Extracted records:
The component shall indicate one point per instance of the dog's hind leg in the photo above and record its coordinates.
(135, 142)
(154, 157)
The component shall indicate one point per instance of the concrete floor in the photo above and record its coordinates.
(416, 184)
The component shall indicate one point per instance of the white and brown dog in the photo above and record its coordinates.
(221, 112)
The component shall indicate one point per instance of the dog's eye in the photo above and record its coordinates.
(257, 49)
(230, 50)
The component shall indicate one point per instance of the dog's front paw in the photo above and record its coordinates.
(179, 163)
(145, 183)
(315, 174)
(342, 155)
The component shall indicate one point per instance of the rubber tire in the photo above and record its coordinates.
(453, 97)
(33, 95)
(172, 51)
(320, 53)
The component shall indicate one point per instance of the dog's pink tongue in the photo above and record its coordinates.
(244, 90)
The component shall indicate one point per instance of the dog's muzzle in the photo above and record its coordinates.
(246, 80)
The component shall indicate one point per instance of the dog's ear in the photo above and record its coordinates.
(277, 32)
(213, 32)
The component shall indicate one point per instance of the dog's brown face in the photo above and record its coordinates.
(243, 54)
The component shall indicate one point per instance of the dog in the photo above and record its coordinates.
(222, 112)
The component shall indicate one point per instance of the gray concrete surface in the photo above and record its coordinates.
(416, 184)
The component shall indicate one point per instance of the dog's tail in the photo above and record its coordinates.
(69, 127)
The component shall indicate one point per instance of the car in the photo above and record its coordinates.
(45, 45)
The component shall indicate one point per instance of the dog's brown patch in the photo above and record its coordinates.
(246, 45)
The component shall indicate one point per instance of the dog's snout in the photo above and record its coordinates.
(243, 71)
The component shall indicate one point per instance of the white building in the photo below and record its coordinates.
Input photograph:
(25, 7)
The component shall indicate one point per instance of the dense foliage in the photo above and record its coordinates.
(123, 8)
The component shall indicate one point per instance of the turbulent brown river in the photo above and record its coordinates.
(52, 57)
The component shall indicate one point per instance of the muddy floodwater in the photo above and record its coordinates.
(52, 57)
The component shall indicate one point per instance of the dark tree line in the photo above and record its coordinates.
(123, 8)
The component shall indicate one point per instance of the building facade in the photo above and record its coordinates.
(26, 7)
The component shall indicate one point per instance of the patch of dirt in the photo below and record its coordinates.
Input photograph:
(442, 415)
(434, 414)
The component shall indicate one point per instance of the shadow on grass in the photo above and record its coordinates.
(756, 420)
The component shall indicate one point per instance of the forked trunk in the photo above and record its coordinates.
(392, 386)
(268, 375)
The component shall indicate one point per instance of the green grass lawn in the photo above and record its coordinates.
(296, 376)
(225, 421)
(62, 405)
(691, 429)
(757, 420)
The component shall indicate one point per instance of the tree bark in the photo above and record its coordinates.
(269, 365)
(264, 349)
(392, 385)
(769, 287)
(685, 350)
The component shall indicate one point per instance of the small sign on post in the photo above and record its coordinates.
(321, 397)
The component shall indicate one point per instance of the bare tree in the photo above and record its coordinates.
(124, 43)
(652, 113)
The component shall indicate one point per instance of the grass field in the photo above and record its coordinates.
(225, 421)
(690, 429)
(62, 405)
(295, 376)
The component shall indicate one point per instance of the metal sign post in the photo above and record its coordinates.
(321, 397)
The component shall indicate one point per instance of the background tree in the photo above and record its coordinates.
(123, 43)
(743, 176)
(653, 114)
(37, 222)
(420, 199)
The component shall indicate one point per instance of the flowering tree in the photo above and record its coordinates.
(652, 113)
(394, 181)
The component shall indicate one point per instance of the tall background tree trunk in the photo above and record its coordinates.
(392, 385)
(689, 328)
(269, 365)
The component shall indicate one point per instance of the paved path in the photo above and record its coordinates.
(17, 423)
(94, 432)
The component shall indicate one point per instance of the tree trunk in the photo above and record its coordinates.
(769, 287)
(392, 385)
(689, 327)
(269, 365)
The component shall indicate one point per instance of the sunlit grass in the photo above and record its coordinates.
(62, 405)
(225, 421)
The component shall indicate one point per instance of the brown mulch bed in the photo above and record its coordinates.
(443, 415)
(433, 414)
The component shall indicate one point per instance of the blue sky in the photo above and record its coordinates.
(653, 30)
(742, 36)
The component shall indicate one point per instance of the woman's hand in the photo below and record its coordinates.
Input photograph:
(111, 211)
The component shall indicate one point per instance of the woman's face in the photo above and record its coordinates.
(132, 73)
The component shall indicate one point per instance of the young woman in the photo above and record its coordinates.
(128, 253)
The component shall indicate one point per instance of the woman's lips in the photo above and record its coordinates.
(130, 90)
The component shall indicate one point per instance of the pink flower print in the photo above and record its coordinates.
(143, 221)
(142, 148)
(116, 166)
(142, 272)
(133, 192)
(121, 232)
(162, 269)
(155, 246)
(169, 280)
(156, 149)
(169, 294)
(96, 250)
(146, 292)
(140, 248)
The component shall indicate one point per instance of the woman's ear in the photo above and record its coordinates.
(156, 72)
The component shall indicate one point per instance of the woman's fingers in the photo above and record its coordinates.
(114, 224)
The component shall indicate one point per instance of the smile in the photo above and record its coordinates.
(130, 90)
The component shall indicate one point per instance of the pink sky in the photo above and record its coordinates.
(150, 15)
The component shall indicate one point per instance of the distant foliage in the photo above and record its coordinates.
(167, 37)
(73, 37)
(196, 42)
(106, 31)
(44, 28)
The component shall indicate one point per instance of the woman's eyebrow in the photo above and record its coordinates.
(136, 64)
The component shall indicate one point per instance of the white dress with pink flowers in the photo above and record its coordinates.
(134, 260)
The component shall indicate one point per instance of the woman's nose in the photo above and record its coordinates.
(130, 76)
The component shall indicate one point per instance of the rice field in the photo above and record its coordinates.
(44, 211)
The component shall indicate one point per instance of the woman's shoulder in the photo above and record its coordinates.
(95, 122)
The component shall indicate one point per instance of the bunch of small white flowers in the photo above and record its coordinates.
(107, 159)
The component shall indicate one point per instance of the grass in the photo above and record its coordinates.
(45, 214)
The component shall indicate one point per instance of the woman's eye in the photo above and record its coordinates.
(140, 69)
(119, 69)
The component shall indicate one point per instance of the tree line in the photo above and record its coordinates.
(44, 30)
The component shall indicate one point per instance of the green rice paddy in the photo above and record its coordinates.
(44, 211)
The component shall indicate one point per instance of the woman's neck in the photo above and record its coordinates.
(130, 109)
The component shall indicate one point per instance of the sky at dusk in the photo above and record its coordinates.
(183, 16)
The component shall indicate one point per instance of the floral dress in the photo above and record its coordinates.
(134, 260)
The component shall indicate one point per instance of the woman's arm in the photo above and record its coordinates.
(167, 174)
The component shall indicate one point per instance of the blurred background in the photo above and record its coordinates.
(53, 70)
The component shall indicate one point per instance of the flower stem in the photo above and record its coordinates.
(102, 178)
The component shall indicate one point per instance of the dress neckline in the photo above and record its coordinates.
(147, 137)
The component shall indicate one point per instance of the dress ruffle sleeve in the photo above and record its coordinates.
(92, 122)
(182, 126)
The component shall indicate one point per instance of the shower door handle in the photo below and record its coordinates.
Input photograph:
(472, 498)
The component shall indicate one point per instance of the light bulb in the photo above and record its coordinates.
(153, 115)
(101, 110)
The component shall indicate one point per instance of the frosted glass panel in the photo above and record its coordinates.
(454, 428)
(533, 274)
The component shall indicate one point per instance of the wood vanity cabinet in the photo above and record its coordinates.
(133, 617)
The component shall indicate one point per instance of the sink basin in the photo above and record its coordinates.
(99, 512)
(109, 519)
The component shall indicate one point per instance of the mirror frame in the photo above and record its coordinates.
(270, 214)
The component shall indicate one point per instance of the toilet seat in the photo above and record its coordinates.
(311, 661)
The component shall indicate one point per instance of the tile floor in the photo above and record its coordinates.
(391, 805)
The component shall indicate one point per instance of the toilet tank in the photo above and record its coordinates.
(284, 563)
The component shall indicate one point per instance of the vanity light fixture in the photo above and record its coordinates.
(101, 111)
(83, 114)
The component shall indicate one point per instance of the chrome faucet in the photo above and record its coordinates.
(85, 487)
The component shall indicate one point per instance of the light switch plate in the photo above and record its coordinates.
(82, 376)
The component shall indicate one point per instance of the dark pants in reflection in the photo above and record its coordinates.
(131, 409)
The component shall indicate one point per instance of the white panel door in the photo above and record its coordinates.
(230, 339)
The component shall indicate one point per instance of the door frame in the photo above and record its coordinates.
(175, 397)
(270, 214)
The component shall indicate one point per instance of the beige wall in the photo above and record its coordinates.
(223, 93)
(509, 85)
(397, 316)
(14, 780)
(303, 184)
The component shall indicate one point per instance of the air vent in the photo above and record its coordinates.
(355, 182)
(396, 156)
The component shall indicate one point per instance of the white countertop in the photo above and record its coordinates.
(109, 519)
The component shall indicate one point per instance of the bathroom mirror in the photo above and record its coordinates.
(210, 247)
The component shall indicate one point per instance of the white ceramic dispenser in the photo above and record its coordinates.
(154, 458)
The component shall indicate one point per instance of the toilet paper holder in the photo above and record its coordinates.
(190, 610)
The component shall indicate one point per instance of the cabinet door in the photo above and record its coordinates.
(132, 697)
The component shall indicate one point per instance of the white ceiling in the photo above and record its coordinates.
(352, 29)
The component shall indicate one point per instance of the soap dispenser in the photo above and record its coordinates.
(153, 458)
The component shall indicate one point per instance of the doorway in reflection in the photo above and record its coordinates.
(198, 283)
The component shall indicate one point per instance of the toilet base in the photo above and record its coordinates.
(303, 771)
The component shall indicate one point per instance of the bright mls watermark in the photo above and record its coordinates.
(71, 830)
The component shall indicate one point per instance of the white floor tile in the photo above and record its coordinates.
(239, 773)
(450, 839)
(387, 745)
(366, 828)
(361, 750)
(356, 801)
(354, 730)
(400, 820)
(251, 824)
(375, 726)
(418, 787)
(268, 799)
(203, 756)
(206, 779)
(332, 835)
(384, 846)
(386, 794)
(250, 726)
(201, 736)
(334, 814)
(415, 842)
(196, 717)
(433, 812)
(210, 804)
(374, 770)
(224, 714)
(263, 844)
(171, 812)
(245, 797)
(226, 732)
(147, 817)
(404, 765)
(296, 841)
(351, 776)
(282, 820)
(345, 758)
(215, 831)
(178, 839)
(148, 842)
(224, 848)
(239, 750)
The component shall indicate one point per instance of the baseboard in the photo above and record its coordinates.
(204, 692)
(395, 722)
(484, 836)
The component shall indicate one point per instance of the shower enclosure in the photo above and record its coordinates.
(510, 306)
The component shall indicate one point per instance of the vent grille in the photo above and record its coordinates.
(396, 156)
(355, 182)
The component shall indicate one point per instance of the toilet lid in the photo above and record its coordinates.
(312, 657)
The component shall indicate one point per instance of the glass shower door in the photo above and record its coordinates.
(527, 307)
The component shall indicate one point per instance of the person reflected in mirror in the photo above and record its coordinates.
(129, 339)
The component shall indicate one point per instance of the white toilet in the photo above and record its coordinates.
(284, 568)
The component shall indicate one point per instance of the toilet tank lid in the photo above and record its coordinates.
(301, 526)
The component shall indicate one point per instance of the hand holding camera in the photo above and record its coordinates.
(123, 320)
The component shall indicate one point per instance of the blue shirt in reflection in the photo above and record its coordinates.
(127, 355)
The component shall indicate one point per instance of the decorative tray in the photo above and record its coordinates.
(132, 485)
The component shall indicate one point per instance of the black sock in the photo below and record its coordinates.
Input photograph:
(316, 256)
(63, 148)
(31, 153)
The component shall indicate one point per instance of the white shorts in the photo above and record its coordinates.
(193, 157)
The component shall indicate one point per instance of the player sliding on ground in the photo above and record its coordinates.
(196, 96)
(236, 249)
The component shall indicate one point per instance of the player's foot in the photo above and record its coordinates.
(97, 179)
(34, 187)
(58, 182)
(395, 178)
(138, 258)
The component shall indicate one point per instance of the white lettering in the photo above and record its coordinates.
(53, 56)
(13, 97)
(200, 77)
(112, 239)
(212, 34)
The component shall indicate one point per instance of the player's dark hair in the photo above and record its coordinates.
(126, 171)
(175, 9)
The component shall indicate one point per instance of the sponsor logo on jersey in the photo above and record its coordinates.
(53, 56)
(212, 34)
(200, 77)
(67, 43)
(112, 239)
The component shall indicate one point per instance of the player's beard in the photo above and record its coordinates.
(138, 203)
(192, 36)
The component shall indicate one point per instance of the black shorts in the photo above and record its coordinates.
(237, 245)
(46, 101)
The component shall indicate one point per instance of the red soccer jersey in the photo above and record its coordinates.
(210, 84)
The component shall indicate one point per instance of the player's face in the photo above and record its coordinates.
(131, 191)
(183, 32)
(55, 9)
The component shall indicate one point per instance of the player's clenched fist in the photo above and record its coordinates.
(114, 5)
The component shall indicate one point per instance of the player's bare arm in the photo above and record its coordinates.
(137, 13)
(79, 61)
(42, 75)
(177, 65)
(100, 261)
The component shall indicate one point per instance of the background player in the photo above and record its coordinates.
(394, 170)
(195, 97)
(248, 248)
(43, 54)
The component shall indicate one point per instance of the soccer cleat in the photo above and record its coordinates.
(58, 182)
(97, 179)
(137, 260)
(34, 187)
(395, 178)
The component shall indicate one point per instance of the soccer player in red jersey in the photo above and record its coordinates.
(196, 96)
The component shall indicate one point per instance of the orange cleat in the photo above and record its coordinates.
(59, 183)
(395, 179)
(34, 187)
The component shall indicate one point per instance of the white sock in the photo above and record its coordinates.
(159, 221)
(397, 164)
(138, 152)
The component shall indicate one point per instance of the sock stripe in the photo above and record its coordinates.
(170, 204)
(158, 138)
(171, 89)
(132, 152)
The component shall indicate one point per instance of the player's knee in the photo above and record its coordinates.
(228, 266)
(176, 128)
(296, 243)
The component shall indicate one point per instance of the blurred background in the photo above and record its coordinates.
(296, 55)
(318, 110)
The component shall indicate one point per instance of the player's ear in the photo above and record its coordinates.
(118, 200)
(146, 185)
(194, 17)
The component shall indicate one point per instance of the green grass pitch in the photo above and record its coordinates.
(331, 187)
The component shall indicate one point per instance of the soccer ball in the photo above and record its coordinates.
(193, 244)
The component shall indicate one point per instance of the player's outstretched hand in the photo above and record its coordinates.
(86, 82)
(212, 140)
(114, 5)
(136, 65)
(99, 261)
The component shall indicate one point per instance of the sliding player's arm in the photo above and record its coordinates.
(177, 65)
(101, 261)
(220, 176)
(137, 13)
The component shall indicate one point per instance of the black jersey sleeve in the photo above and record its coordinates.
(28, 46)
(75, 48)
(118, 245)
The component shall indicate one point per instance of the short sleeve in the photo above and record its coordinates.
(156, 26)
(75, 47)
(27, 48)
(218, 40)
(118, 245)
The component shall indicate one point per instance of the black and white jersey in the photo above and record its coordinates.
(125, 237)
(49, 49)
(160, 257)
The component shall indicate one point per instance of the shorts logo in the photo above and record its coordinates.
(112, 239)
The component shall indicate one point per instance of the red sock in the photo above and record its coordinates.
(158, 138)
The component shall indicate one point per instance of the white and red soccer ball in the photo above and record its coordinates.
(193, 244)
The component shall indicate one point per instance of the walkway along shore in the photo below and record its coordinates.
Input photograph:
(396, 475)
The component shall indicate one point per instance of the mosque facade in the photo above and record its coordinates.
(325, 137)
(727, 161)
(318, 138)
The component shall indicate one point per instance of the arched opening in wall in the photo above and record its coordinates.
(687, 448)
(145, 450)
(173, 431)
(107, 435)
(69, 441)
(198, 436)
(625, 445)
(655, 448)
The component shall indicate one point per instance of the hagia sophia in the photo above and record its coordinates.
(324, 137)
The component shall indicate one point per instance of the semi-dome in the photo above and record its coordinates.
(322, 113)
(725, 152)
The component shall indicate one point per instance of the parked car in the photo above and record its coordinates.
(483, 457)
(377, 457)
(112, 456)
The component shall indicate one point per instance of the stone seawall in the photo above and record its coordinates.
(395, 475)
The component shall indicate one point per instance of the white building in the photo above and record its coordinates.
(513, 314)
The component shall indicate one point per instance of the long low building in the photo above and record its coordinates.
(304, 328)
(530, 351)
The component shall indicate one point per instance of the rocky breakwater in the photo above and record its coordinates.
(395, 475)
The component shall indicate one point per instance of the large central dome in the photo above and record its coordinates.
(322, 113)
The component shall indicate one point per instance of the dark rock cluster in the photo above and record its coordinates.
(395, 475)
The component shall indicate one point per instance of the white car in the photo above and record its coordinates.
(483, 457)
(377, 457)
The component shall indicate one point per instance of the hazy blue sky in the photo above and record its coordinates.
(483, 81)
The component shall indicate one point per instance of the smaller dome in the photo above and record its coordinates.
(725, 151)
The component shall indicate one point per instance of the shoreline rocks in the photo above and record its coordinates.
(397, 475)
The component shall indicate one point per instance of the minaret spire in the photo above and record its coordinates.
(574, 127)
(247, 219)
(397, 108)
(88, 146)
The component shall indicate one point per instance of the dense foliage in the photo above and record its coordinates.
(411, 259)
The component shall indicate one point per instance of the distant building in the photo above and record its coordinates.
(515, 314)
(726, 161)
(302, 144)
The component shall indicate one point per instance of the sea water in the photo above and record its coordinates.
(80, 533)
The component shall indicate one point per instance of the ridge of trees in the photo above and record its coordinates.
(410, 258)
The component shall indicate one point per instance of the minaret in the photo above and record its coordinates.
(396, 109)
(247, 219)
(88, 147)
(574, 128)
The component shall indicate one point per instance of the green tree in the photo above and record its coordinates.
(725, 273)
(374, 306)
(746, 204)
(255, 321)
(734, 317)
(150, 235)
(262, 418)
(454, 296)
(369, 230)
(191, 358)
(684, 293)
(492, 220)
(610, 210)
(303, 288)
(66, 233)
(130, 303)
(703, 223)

## OBJECTIVE
Return, word for word, every line from the line with "The component shall indicate one point per instance of the sea" to the final line of the data.

## ANSWER IN FULL
The component shall indicate one point per instance of the sea water in the photo above and record its coordinates.
(80, 533)
The component shall indicate one point per instance of the ridge of trees in the photo above and record its coordinates.
(410, 258)
The component shall indicate one point per instance of the minaret in the photo above and record its coordinates.
(396, 109)
(247, 219)
(88, 147)
(574, 128)
The component shall indicate one point per instance of the green tree in the photo above and record its coordinates.
(725, 273)
(374, 306)
(746, 204)
(255, 321)
(734, 317)
(150, 235)
(262, 418)
(454, 296)
(369, 230)
(191, 358)
(684, 293)
(492, 220)
(610, 210)
(303, 288)
(66, 233)
(130, 303)
(703, 223)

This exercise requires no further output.